- **What you should do**: In the forum thread below on scraping product images, rewrite the paragraph beginning "What I would like to do" more briefly, keeping its main facts.

- **Excerpt**:
* Begin *
Scraping images from a website

Stuart_Swan · September 9, 2007, 6:14pm

I am trying to scrape product images from a website to save myself a large and manual task.

Each product has its own page: http://www.example.com/product.php?p=1234

Within this page there is one product image with an ambiguous name such as random_product.png the only thing distinguising it from the other images on the page is that it has a location of catalog/random_product.png.

What I would like to do is have script scan all the product pages 1 - 6000 and save the image as the ID e.g., if random_product.png had an id of 1234 the script would save the file as 1234.png

Are there any scripts available that would handle this?

Many thanks in advance.

asprookie · September 9, 2007, 6:43pm

A site sucker or a bot.

Stuart_Swan · September 9, 2007, 7:08pm

I’ve looked into website grabbers but they do not save the image with the id in the name, are there any you can recommend that would handle this.
* End *
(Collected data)
* Begin *
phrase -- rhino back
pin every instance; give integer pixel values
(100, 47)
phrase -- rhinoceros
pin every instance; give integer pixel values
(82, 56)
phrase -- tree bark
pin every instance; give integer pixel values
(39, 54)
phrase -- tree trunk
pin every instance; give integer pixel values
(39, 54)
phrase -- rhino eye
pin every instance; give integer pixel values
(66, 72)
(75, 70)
* End *
* Begin *
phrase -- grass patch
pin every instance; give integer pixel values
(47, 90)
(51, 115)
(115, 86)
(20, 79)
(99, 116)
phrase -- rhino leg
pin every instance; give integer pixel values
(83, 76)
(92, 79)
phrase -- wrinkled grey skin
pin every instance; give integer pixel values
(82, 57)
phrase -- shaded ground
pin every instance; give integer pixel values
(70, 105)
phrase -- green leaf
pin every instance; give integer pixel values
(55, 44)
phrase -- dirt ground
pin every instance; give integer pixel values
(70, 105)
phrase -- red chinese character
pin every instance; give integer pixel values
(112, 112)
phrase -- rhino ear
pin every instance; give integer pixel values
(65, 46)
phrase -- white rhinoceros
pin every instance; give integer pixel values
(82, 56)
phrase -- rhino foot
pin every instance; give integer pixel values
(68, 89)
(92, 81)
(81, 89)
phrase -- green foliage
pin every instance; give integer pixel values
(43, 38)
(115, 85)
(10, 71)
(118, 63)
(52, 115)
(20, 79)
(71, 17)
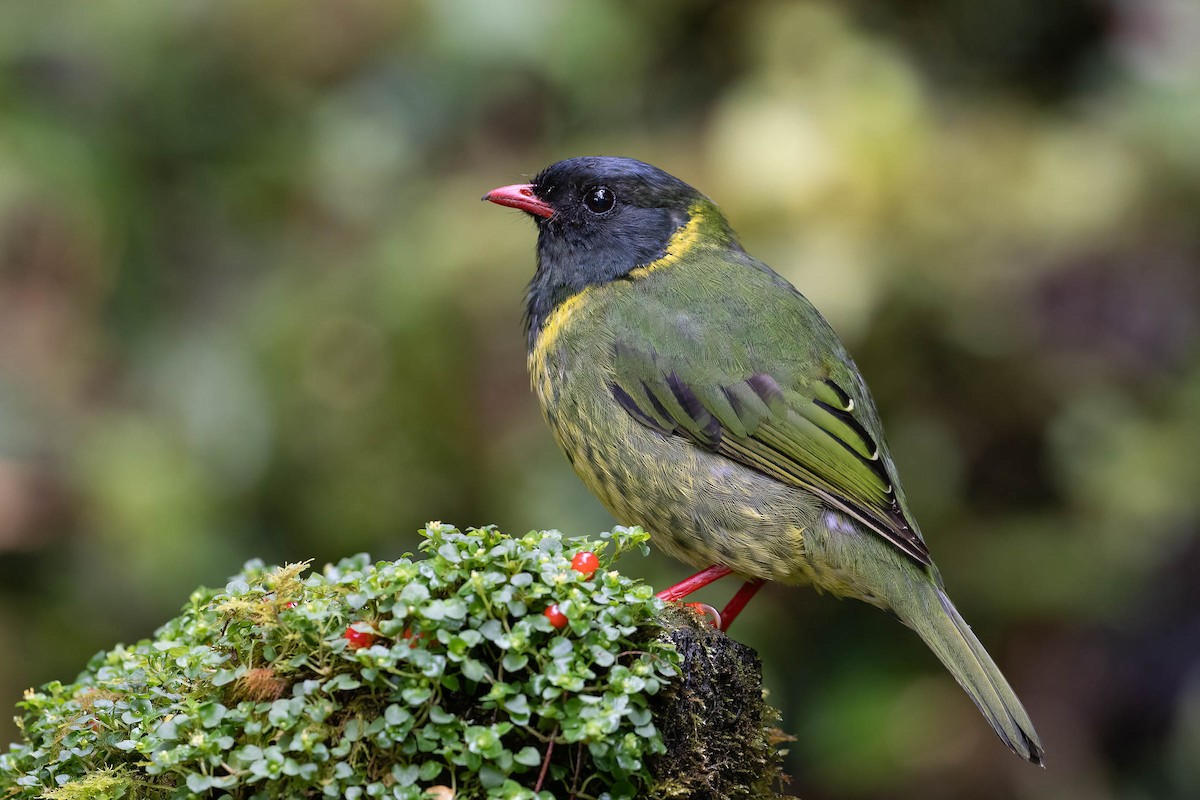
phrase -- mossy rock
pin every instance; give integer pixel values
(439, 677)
* End *
* Begin *
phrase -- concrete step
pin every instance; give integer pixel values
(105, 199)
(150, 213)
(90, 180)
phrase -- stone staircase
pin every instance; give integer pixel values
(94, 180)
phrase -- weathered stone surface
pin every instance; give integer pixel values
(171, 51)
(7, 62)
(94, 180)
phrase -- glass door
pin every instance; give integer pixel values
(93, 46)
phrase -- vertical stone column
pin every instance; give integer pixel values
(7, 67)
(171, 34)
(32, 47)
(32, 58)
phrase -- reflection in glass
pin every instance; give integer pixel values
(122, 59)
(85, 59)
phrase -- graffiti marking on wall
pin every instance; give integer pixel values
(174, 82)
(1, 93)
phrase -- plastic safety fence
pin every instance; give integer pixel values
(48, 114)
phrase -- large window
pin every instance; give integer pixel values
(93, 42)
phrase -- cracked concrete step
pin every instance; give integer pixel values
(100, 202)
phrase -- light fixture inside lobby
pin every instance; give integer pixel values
* End *
- **Written response**: The poster wants a script that scans product pages 1 to 6000 and saves each product image under its ID. For example, an image with ID 1234 would be saved as 1234.png.